▸ WHAT TO DO
Copy the listing below in full and skip every picture.

▸ RECORD SET
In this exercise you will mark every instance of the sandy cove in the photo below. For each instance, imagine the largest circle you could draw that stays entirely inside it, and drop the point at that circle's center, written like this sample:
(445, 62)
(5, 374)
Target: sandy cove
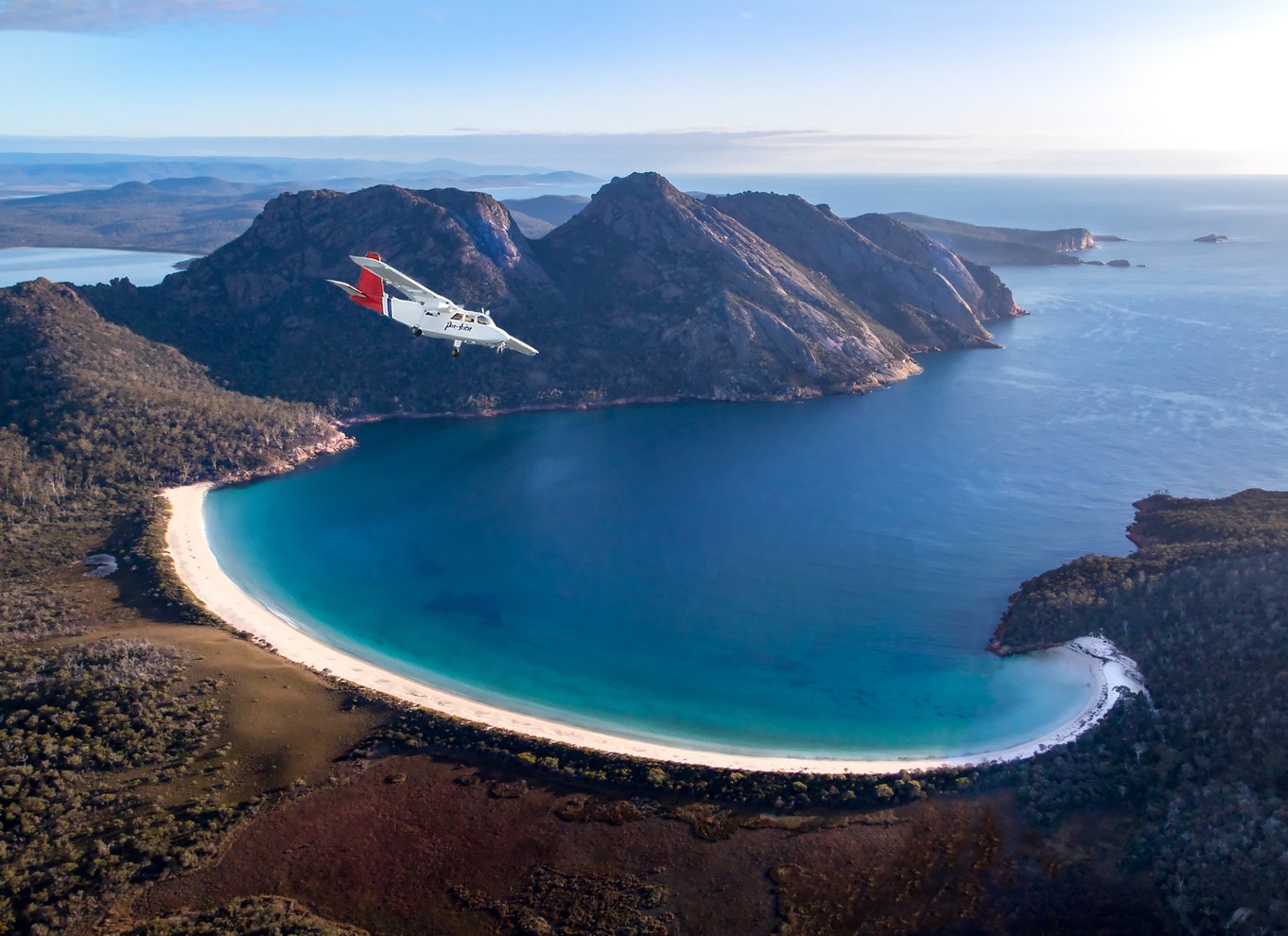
(196, 564)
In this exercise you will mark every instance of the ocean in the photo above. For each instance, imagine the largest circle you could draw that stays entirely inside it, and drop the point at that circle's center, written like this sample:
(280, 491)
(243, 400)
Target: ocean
(810, 579)
(85, 266)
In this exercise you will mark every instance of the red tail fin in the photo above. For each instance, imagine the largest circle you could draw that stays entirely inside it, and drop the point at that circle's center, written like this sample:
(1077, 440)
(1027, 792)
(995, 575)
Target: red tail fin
(373, 288)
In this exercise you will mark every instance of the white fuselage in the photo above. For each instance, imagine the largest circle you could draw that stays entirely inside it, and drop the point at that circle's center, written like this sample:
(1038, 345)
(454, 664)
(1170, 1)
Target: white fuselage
(450, 322)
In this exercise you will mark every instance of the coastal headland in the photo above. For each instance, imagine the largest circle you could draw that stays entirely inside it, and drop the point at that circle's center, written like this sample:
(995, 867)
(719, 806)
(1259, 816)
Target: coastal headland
(198, 566)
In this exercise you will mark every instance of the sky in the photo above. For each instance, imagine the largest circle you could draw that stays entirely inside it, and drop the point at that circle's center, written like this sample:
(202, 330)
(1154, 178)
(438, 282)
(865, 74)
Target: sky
(697, 86)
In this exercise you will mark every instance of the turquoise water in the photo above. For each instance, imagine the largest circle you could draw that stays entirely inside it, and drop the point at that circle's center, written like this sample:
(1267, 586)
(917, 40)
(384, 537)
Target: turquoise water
(807, 579)
(81, 267)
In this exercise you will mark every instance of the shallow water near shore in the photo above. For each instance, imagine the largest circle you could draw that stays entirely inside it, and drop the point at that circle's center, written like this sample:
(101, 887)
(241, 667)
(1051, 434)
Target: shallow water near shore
(811, 579)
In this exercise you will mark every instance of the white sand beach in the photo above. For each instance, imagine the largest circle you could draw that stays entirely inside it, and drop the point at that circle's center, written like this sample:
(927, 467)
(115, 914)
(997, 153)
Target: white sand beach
(200, 570)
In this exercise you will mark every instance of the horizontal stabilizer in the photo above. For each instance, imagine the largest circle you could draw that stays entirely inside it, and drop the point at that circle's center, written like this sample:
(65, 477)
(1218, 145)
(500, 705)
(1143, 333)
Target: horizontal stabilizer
(402, 282)
(347, 287)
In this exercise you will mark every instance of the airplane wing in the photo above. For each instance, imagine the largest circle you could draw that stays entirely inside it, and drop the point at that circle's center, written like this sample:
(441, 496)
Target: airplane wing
(403, 282)
(522, 346)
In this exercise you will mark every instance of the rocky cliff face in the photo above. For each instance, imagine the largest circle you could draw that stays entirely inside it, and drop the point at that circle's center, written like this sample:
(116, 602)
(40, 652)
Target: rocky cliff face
(646, 294)
(707, 305)
(904, 281)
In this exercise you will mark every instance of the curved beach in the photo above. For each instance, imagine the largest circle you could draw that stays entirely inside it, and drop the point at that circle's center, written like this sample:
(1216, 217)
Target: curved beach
(199, 568)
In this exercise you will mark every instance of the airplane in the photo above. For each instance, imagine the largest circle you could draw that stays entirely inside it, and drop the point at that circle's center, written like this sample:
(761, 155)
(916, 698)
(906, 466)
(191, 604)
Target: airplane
(426, 312)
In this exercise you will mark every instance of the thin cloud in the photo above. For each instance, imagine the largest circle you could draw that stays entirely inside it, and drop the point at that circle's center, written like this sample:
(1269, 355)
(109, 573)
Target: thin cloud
(129, 16)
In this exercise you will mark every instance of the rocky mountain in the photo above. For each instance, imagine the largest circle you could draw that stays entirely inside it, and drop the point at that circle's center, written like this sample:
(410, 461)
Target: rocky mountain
(1002, 246)
(903, 280)
(644, 294)
(538, 217)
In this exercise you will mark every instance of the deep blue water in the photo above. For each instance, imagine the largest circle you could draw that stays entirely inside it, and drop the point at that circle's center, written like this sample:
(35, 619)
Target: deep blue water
(84, 266)
(811, 577)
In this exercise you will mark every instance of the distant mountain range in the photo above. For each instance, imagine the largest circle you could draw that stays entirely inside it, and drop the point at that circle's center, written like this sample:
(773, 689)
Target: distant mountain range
(188, 216)
(32, 174)
(644, 294)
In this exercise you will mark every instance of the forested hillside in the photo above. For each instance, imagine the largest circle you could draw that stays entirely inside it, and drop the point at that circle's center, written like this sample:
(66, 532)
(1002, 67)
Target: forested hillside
(95, 419)
(1203, 608)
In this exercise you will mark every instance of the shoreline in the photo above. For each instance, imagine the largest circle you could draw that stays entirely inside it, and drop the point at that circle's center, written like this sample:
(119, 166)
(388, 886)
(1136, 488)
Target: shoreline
(196, 565)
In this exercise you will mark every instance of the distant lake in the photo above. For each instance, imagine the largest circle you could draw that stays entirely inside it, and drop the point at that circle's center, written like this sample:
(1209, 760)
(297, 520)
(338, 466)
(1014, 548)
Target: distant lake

▸ SOLUTION
In this exercise you will mark every instance of the sandy cove in the photo below. For each instance, imagine the largest circle you could draw that stays entirely inside it, and drop the point at that circle's center, written like this sample:
(445, 62)
(5, 374)
Target: sandy cove
(196, 564)
In this exercise you will mark every instance of the ocean in the photo above. For each instance, imagine the largest circle you could draw that stays entirely inside it, and drop the point at that circle's center, written like this sample:
(280, 491)
(243, 400)
Target: ocean
(810, 579)
(85, 266)
In this exercise you will mark every instance of the red tail fin in the photo above. For each instance, imagine the largest circle you could draw that stays entirely inside it, and drop the point at that circle's center, written like this sample:
(1077, 440)
(1027, 792)
(995, 575)
Target: red tail fin
(373, 288)
In this exercise you will mark every instance of the white fuselage in the photo above. For each instance, imagine the largest circle you could draw that stays entirely inside it, and drop the point at that circle's center, written like this sample:
(1038, 345)
(454, 664)
(1170, 1)
Target: white fuselage
(450, 322)
In this exercise you will mark every instance of the coastal headland in the photo above. For each instance, imagine the largest circle you could draw that stays entirely inside it, and drop the point at that circle's center, written like this sample:
(995, 867)
(719, 806)
(1259, 816)
Target: coastal headland
(198, 566)
In this exercise you will mark every instance of the sky in the photo above. For each instance, imagine the largest circle you could draw that stays entirely inside it, and drop the point at that circle's center, written like this sample:
(202, 330)
(1154, 178)
(438, 282)
(865, 74)
Target: sky
(697, 86)
In this exercise you will mark every instance of the turquoise water in the photo above. For each instance, imagine the largest circle you could draw that stays entirely inside it, and drop the point at that circle's center, written like this sample:
(1267, 586)
(917, 40)
(384, 537)
Target: turquoise water
(807, 579)
(81, 267)
In this exercise you will mark every instance of the shallow water near shore in the photo above. For each instance, imagine the largest circle you could draw that stays entirely inside it, and drop the point at that circle's center, written like this sample:
(101, 887)
(241, 667)
(1051, 434)
Target: shallow water near shore
(811, 579)
In this exercise you will mark every instance of the white sand beach in the photo above. For each instance, imagine the largest circle you could draw that stays entirely inside it, and drop the point at that circle's center, written like this sample:
(927, 467)
(115, 914)
(997, 153)
Target: white sand beach
(200, 570)
In this exercise you will mark every instance of the horizontal stabilizer in the photo above. For each instance, imagine the largest circle you could draw that stays entirely inside it, and drop the point at that circle's center, written like this sample:
(65, 477)
(1218, 145)
(500, 705)
(1143, 333)
Target: horizontal stabilizer
(402, 282)
(347, 287)
In this exercise you will mark every instance of the airplane wing in the photo above. For each instance, imagine the largest circle you could draw that stays entirely inside it, and drop the point at that circle's center, written like this sample:
(441, 496)
Target: airplane wing
(403, 282)
(522, 346)
In this exercise you will mark every instance of the rocky cliff face in the photo above. For each instance, imagine the largest circle you could draw that stays entirely inside it, and drop the point at that circle's center, written like this sample:
(116, 602)
(40, 652)
Target: rocky cliff face
(646, 294)
(707, 305)
(904, 281)
In this exercise you will mark every instance of the curved beach in the photo above. For each instance, imagine the largest circle you could draw that stays entirely inside it, and drop the point at that circle's center, written like this sample:
(1216, 217)
Target: curved beach
(199, 568)
In this exercise you will mark every instance of the airplane in the photo above. For each instance, imagine the largest circle you could draw that stays entirely inside it, and drop the point at that circle's center, written like this sample:
(761, 155)
(916, 698)
(906, 466)
(191, 604)
Target: airplane
(426, 312)
In this exercise you will mark every instance of the thin cloud in the photo above. For each instance, imagine the largest circle you could draw that stays entirely inside it, and drop the point at that circle's center, written like this sample:
(1269, 355)
(109, 573)
Target: thin cloud
(129, 16)
In this exercise you will mark every instance of the rocky mountain in the photo above. For each instance, imagine the largest circle you could draw that stays entirely inside it, and drop the point at that circle's center, written like this sample:
(410, 461)
Target: rocky mountain
(1002, 246)
(903, 280)
(644, 294)
(538, 217)
In this exercise you will mark every instance of the deep blue water in the photo above. For each instance, imagine the largest circle you could draw that stays entirely inside it, and drop the point at that circle's center, written like this sample:
(35, 619)
Target: deep blue water
(84, 266)
(811, 577)
In this exercise you will mark every instance of the distant mountain range in the photo above. For each instance, imagine the largest circle you could draw that stays entirely inside it, and drop the point at that circle's center, written like this sample:
(773, 689)
Target: distant mountain range
(188, 216)
(32, 174)
(644, 294)
In this exercise you will mark every instance of the forested hillside in the photo above. For each instance, imagine the largest circle you could draw that stays entirely inside it, and drop the point at that circle's center, written like this sample:
(66, 532)
(1002, 67)
Target: forested hillside
(95, 419)
(1203, 608)
In this exercise you will mark every instance of the shoreline in the photo above. For each instance, imagine the largest circle you could draw that stays entirely inside it, and drop the point at that circle's center, written like this sample:
(119, 166)
(388, 886)
(1136, 488)
Target: shoreline
(196, 565)
In this exercise you will mark every instance of the distant lake in the photo above. For each instance, imagine the largest circle you could draw that stays entirely inside it, and drop the point at that circle's center, written like this sample:
(1209, 760)
(297, 520)
(338, 466)
(1014, 548)
Target: distant lake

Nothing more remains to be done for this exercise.